§ Challenge A: According to the power tool safety tips, what two dangers come from carrying a power tool by its cord?

## Begin Document segment

If you’re ready to invest in your own tool collection and start on some home repair, be smart about power tool safety. Here are some safety tips to make sure you operate your tools correctly and safely:

DO: Use the Right Tool for the Job

Simply put, know your tools. Knowing the difference between say a drill and an impact driver, for example, before starting your next project is the best way to ensure your project is completed safely and won’t fall apart the moment you finish! Reach out to experts at hardware stores or online for advice and power tool safety tips from pros.

DON’T: Carry a Power Tool By Its Cord

Carrying a power tool by its cord is unsafe for a couple of reasons. The first is that while the tool is swinging around by its cord, it could accidentally be turned on and injure you or others. The second is that it could damage the cord itself, causing a dangerous electrical short.

## End Document segment

§ Challenge B: In the records, substitute "drainpipe" for "downpipe" and give again everything from the line containing "Exercise. For every instance of the stone building" down to the line containing "point(188, 80)", with nothing else changed. Leave the pictures out.

## Begin Dataset excerpts

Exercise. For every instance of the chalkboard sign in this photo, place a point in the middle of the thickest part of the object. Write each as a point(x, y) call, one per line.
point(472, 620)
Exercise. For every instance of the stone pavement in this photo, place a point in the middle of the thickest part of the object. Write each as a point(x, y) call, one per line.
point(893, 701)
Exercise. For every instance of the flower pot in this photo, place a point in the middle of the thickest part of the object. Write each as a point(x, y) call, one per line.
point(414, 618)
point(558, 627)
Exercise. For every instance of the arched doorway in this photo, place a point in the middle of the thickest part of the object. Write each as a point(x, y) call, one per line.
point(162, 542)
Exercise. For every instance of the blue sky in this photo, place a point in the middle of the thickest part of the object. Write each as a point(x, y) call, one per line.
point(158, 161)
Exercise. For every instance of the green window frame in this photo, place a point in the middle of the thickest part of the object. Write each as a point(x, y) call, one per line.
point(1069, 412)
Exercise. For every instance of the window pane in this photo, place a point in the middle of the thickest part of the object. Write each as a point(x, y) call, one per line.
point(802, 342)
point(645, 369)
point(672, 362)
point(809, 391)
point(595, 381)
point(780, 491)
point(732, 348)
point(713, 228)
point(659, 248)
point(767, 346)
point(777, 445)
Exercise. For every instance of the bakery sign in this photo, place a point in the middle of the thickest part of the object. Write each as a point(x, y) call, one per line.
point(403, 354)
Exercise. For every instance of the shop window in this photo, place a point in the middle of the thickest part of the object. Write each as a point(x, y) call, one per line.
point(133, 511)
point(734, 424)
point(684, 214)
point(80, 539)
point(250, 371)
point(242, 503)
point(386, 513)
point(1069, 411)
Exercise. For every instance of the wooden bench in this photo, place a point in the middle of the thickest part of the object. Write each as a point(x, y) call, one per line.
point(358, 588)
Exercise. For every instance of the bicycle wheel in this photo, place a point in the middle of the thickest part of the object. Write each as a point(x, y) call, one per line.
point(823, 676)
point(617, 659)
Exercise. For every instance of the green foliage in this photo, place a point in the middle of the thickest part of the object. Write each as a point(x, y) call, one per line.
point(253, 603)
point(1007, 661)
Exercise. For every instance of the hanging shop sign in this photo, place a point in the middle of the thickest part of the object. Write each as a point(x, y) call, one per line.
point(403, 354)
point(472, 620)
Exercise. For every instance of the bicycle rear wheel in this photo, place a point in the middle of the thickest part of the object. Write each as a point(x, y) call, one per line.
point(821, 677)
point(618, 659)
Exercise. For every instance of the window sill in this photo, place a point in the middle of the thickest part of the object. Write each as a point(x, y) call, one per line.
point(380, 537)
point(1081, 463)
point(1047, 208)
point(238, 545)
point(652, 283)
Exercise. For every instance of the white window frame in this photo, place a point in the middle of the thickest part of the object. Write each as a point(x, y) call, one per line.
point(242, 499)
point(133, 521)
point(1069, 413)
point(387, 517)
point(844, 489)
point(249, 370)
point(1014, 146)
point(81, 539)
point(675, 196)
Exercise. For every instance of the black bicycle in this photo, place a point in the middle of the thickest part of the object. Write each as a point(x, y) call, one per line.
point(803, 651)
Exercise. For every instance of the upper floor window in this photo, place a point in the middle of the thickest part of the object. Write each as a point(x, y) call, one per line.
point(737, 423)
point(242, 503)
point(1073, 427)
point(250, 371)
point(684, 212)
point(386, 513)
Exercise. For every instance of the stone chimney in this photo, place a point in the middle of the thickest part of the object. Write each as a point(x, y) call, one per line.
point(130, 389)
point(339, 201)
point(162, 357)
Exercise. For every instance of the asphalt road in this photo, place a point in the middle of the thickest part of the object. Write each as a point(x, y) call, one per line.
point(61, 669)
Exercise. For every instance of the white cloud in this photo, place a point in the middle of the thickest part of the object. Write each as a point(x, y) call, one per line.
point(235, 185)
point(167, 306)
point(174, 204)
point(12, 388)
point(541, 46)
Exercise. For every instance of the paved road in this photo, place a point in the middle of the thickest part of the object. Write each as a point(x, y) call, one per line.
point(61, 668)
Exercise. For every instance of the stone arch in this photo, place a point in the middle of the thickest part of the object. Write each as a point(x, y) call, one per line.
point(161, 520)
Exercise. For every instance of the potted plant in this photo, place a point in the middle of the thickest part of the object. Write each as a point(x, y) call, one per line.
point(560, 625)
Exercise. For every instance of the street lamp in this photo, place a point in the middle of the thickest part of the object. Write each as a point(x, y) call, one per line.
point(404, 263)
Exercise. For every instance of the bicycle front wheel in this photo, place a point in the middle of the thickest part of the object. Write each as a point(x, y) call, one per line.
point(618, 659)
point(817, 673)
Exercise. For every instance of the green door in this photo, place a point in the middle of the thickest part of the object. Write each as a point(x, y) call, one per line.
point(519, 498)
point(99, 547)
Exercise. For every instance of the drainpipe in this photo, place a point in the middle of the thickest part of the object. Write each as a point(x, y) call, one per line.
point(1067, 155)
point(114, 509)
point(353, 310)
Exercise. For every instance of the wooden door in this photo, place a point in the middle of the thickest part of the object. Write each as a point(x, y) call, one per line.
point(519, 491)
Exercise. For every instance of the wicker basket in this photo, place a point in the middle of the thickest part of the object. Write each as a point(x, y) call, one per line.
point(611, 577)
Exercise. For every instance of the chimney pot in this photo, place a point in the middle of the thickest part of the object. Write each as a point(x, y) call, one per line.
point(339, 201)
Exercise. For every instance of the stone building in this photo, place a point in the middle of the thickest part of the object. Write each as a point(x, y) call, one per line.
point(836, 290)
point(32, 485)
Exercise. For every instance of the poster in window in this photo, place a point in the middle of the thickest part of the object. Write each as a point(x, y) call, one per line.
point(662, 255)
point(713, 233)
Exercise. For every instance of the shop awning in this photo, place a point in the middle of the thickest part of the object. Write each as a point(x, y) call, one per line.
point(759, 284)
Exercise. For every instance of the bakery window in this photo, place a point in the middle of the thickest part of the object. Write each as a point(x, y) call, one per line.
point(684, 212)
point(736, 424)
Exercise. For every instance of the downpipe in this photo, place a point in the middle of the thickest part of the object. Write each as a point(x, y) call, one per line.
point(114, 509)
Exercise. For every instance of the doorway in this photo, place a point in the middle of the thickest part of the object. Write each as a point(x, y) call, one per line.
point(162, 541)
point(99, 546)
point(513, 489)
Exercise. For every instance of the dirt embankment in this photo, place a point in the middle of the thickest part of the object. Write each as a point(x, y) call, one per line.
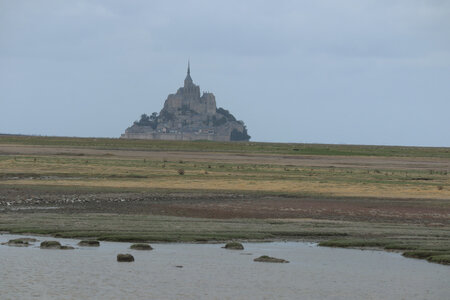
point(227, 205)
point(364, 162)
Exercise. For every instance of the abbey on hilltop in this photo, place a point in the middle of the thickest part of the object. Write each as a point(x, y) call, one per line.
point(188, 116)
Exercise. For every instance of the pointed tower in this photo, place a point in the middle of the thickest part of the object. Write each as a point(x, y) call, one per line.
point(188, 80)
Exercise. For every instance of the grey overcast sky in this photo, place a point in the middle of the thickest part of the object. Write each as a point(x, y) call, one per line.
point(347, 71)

## End Dataset excerpts
## Begin Dataset excerpts

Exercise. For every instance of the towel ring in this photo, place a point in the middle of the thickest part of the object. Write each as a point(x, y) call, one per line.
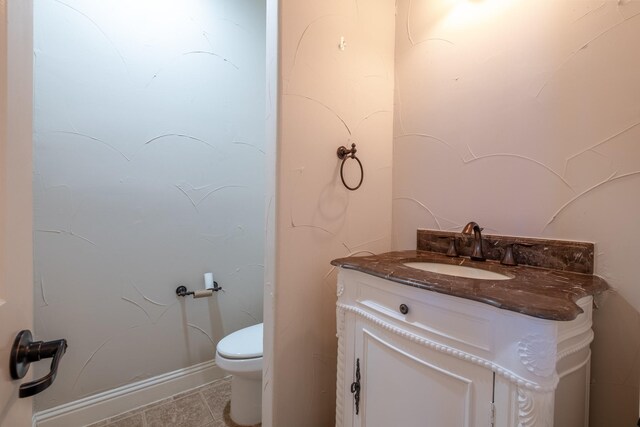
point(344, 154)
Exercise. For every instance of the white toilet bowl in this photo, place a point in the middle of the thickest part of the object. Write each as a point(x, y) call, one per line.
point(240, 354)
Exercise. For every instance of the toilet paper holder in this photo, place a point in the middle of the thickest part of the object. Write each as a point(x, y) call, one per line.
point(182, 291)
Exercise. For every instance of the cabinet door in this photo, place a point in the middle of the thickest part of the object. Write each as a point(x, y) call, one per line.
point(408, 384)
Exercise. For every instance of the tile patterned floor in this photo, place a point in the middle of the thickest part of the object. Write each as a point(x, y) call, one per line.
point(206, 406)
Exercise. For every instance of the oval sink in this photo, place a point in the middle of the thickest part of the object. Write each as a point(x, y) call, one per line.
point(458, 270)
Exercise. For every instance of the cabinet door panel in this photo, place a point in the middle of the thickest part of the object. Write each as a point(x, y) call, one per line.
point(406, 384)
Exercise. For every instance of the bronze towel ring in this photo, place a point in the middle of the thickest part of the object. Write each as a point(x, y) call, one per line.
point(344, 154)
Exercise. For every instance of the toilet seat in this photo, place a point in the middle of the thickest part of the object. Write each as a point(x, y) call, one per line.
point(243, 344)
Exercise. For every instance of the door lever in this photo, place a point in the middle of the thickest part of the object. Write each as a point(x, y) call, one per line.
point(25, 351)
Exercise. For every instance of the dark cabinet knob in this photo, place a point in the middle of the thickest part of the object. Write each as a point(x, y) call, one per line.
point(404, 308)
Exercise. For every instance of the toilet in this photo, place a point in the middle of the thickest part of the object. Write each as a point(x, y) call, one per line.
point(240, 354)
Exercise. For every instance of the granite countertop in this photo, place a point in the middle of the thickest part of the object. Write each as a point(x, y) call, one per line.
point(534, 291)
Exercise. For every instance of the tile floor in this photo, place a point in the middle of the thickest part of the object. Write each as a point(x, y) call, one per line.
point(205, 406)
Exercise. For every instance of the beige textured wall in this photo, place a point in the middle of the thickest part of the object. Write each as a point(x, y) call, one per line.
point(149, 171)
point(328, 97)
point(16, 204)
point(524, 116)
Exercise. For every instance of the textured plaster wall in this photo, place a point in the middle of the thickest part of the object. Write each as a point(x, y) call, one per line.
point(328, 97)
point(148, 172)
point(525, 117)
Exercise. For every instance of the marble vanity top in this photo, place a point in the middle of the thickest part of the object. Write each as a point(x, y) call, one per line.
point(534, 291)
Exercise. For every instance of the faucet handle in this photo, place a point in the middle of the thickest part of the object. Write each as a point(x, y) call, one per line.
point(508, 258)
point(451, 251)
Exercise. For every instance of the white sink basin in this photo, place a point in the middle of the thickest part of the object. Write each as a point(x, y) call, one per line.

## End Dataset excerpts
## Begin Dataset excerpts

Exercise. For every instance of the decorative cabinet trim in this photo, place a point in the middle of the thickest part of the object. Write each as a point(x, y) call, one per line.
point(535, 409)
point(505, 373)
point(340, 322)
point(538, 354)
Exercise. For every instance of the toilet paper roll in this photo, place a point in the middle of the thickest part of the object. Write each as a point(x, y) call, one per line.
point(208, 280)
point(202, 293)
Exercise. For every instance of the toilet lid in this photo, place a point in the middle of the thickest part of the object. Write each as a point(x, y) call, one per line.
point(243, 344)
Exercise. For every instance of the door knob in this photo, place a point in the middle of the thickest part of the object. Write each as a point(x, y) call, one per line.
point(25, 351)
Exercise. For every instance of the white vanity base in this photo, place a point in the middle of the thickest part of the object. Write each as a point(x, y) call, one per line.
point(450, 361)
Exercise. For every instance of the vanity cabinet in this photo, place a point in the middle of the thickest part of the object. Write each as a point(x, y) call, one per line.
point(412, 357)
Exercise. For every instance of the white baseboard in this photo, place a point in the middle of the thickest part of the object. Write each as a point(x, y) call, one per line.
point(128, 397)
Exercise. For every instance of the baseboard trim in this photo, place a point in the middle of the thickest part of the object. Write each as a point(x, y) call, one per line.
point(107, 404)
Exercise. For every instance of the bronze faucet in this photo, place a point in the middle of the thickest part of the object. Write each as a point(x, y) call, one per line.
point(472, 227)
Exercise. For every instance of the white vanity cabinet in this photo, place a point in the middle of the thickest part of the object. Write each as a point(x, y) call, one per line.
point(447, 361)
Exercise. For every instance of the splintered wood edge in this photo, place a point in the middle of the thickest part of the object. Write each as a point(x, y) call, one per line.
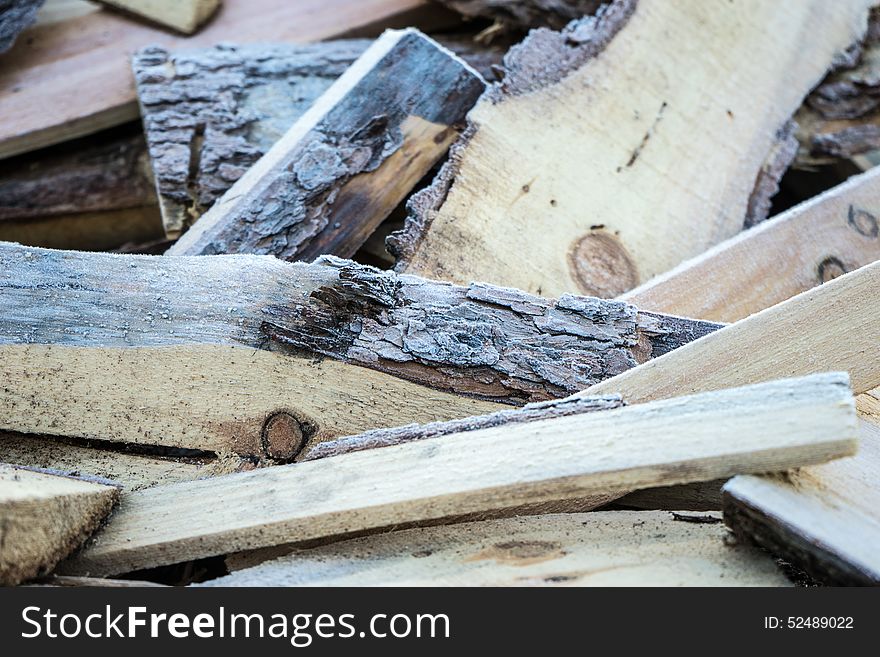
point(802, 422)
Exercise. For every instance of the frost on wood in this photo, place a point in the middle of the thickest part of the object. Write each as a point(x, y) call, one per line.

## End Dataset excerpts

§ Final answer A: The tool could accidentally turn on while swinging and injure you or others, and the cord itself could be damaged, causing a dangerous electrical short.

§ Final answer B:
Exercise. For every instance of the stone building in this photo, place a point in the middle of the thickest part of the object. Write each as a point(x, y) call, one per line.
point(836, 290)
point(32, 485)
Exercise. For every instance of the poster in window in this photo, place a point in the middle of the thickest part of the object. Write each as a point(x, y) call, one per line.
point(662, 255)
point(713, 233)
Exercise. For every instance of the shop awning in this photo, place a point in the middle of the thickest part of the object. Write each as a point(x, y) call, one per line.
point(759, 284)
Exercise. For every instance of the bakery window in this photo, place a point in the middle of the thickest part of the object. Write each as a point(x, y) call, one per line.
point(684, 212)
point(736, 424)
Exercise. For every instance of the drainpipe in this photo, place a point in the middle of the thickest part of the object. Write each as a point(x, y) call, one per line.
point(114, 509)
Exercise. For every instance of the doorway in this photo, place a point in the middle of the thickest part of the object. Write each as a point(x, y) call, one per line.
point(162, 541)
point(99, 546)
point(513, 489)
Exercise. For every instance of the dirt embankment in this photo, place a point in the middle of the thickest part of the object. Write each as a point(x, y) call, one per line.
point(227, 205)
point(364, 162)
Exercise. For every instance of the abbey on hilltop in this photo, place a point in the middle of the thickest part of the object. Write each as a point(x, y) call, one per line.
point(188, 116)
Exercise. For every instance of the pointed tower in this photo, place a point in the middle of the thickest part of the object. Write each as a point(x, y) call, one per line.
point(188, 80)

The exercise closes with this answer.